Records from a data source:
--
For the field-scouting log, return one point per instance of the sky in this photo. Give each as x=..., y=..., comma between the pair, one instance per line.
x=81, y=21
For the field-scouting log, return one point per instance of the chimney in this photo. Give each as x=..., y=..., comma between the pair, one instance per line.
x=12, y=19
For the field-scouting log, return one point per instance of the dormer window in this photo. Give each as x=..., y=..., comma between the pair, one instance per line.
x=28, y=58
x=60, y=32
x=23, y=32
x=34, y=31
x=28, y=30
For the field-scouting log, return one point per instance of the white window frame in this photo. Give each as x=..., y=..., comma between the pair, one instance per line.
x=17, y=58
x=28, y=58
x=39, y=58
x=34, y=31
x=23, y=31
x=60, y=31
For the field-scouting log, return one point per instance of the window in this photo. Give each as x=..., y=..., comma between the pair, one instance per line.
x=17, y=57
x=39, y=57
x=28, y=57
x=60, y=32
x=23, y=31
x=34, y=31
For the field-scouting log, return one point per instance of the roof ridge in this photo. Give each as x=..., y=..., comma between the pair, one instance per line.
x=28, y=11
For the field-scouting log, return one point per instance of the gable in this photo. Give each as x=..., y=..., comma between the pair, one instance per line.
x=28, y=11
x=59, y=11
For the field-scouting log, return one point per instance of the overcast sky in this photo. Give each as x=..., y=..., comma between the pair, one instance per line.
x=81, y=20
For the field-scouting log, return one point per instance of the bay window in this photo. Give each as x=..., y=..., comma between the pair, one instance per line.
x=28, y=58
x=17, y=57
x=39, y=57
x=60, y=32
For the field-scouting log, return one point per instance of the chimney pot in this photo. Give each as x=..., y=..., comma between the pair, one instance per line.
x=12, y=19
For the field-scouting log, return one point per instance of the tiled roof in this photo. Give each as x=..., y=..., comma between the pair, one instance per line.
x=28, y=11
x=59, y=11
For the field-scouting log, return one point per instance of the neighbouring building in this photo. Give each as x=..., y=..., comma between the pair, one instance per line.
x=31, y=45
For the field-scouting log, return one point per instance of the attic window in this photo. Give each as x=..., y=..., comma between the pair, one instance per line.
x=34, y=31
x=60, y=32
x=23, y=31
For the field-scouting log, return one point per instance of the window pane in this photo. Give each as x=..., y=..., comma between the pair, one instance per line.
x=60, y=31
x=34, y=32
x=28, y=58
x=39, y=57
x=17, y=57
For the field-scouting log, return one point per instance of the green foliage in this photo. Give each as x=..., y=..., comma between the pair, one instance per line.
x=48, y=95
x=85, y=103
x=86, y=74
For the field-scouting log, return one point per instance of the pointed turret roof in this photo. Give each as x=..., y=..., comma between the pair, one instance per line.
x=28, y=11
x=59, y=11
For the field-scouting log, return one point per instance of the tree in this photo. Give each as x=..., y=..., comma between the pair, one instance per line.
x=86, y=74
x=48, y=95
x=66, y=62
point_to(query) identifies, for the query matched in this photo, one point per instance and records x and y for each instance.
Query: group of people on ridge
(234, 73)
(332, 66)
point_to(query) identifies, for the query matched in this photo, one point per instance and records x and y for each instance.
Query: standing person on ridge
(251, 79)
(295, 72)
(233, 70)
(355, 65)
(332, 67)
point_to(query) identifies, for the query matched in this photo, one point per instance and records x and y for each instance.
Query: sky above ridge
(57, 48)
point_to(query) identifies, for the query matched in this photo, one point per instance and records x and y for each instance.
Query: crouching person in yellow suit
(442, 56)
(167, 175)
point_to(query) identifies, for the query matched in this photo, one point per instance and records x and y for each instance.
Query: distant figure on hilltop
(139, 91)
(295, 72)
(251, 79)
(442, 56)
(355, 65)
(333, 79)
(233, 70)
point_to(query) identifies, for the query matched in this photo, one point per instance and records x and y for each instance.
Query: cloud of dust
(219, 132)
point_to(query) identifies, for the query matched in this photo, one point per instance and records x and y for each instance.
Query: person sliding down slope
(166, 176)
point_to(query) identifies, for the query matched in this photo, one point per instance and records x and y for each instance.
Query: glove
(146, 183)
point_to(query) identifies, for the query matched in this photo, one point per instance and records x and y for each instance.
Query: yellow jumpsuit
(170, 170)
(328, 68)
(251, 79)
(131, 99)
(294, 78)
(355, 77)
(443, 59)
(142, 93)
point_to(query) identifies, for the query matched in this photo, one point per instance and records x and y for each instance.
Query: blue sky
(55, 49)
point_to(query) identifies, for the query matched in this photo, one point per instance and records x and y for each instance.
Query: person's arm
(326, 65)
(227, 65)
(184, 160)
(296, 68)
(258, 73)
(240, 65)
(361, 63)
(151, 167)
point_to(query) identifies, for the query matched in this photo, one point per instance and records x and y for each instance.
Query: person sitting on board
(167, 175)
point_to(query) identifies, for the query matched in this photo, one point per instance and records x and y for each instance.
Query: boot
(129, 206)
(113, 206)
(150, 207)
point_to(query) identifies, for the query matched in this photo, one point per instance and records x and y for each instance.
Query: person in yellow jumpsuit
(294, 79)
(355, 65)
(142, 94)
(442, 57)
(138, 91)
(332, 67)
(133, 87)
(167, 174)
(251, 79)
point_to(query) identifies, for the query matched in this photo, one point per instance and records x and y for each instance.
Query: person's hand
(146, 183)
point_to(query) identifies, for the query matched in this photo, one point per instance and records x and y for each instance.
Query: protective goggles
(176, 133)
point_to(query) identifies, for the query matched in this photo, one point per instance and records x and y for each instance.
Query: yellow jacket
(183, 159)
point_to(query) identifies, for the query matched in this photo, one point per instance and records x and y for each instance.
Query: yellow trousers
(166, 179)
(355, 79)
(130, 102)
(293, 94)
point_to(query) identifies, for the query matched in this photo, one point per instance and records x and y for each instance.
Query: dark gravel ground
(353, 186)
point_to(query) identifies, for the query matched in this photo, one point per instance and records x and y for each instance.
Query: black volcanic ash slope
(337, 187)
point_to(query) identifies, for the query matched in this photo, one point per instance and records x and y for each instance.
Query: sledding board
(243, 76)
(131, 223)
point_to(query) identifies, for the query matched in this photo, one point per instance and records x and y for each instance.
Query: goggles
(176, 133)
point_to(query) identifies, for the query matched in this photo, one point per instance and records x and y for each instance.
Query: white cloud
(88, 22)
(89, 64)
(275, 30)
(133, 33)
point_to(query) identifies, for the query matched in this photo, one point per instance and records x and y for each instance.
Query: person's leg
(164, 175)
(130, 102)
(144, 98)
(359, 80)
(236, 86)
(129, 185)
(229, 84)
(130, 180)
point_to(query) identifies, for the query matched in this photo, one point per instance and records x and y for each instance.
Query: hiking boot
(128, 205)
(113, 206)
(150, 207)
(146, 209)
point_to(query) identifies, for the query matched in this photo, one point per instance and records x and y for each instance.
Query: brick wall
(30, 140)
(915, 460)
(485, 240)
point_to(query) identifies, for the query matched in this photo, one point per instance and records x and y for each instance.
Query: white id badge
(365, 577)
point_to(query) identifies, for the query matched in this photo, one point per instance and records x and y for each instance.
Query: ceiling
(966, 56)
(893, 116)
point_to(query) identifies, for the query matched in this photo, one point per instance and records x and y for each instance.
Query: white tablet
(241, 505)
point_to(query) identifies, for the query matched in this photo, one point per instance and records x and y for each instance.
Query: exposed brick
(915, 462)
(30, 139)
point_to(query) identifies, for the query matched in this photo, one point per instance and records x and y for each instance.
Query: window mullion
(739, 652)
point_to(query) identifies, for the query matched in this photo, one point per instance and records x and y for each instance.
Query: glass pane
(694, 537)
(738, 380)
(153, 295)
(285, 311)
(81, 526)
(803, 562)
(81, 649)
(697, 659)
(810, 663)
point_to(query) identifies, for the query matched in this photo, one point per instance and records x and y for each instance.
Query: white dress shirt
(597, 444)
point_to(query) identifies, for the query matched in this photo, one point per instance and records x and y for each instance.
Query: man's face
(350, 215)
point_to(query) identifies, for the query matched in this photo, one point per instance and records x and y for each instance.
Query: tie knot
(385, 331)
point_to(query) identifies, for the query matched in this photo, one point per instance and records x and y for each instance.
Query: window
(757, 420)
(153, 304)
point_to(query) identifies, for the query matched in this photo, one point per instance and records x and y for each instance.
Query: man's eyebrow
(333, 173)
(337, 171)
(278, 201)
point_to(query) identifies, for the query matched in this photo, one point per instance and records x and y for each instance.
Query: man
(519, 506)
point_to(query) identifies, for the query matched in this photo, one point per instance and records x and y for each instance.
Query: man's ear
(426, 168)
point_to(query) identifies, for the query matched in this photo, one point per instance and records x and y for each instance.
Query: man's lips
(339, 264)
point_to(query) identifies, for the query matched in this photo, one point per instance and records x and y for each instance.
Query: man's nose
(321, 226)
--
TASK DESCRIPTION:
Output, exactly and with no other text, the line that contains "Query: man's lips" and all lines from there to the end of the records.

ANSWER FOR THIS EXERCISE:
Query: man's lips
(339, 264)
point_to(query) identifies, for the query matched in this photo, one point per instance and records x and y for each instance.
Query: man's nose
(321, 226)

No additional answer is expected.